## Begin DOCUMENT PASSAGE

Not that the U.S. (or anyone else) was observing all that closely. Reports of fraud and corruption were rampant, and I saw plenty of evidence of it myself. But the impression I’d gotten from a high-level State Department official who’d aired some of his thoughts in my vicinity was that the U.S. wasn’t worried: The elections were credible, ISIS wasn’t strong enough to do much damage, and no matter what happened, it was an Iraqi process. The attitude was that we’d taken the training wheels off the Iraqi bike, and it was time for them to ride on their own.
When I mentioned to the official how Maliki had manipulated the 2010 election, and suggested that another win for Maliki might look like the beginning of a new dictatorship, he remained unperturbed. His assurance brought to mind a quote from 2004 widely attributed to Karl Rove, which seems, looking back, prescient: “We’re an empire now, and when we act, we create our own reality. And while you’re studying that reality – judiciously, as you will – we’ll act again, creating other new realities, which you can study too, and that’s how things will sort out. We’re history’s actors. . . . All of you will be left to just study what we do.”
When I’d arrived in Baghdad in 2003, I assumed the war would be over soon and we’d be allowed to wander the liberated city like tourists – see the Ziggurat of Ur, visit a mosque or go shopping on Mutanabbi Street, the famous Baghdad book market. Those notions died quickly, but months later, I still fantasized about leaving my rifle and armor behind, throwing on my civvies and hopping the wall. We had settled into a frontier-outpost existence, on bases initially primitive but increasingly Americanized, and despite some efforts at integration, such as allowing Iraqis to run shawarma restaurants and souvenir shops on the FOB, the basic conditions of the occupation were segregation and mutual distrust. As my deployment wore on, Mutanabbi Street came to represent not just the rich Iraqi culture with which we weren’t engaging and of which we were almost entirely ignorant, but literary and intellectual culture itself. I’d dreamed of connecting with that culture, but had been separated from it by my role as an occupier, watching life pass by the ballistic windows of my Humvee.
The dream I’d had of Mutanabbi Street was a hope that – as Naseer Hassan had put it – the tissue of life was stronger than any disaster. I wanted to believe that even in the darkest hours, some spirit flickered. Sarem Dakhel Ahmed embodied such spirit. A playwright and sculptor who taught at Baghdad’s College of Fine Arts, he had spent seven years in the Iraqi army during the Iran-Iraq War and the Persian Gulf War and believed that over the long term art was stronger than politics: “The artist makes life, the politician just lives it,” he said. “In the end, we’ll prevail.”
Ahmed had been investigated by Saddam’s police for staging Beckett’s Waiting for Godot and had seen one of his own plays banned. After Saddam’s fall, he was threatened by fundamentalists. One day, he received an envelope with a bullet inside and a note: “Stop making sculpture.”
After the 2003 invasion (during which his house had been bombed), Ahmed began collecting spent American brass, which he melted down and shaped into stark, Giacometti-like sculptures. This was emblematic of the cathartic power he saw art possessing. “The curse of war has polluted my life,” he said. “I started making art as a way to purge the pollution.”

## End DOCUMENT PASSAGE
## Begin DATA RECORDS

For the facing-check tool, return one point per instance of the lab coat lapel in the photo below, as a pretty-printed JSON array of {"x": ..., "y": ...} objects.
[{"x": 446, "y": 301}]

## End DATA RECORDS
## Begin DATA RECORDS

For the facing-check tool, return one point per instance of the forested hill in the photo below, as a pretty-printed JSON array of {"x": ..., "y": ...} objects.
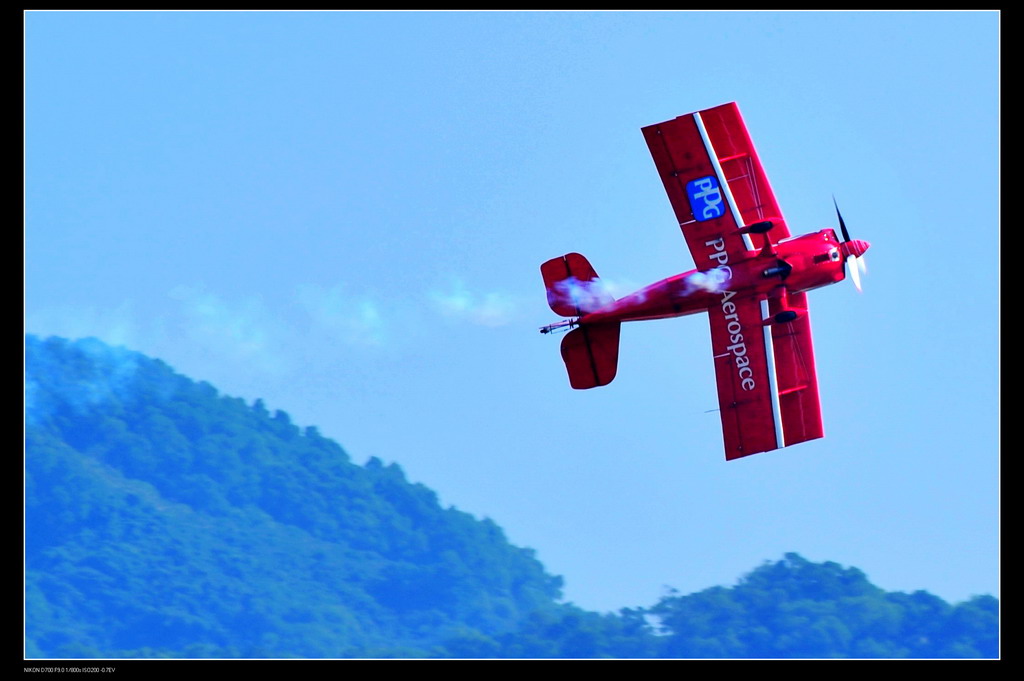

## End DATA RECORDS

-- WORK TO DO --
(A) Please give back the Baghdad passage word for word, from "Not that the" up to and including "on their own.".
(B) According to the Baghdad passage, what material did Sarem Dakhel Ahmed melt down for his sculptures?

-- ANSWERS --
(A)
Not that the U.S. (or anyone else) was observing all that closely. Reports of fraud and corruption were rampant, and I saw plenty of evidence of it myself. But the impression I’d gotten from a high-level State Department official who’d aired some of his thoughts in my vicinity was that the U.S. wasn’t worried: The elections were credible, ISIS wasn’t strong enough to do much damage, and no matter what happened, it was an Iraqi process. The attitude was that we’d taken the training wheels off the Iraqi bike, and it was time for them to ride on their own.

(B) Spent American brass.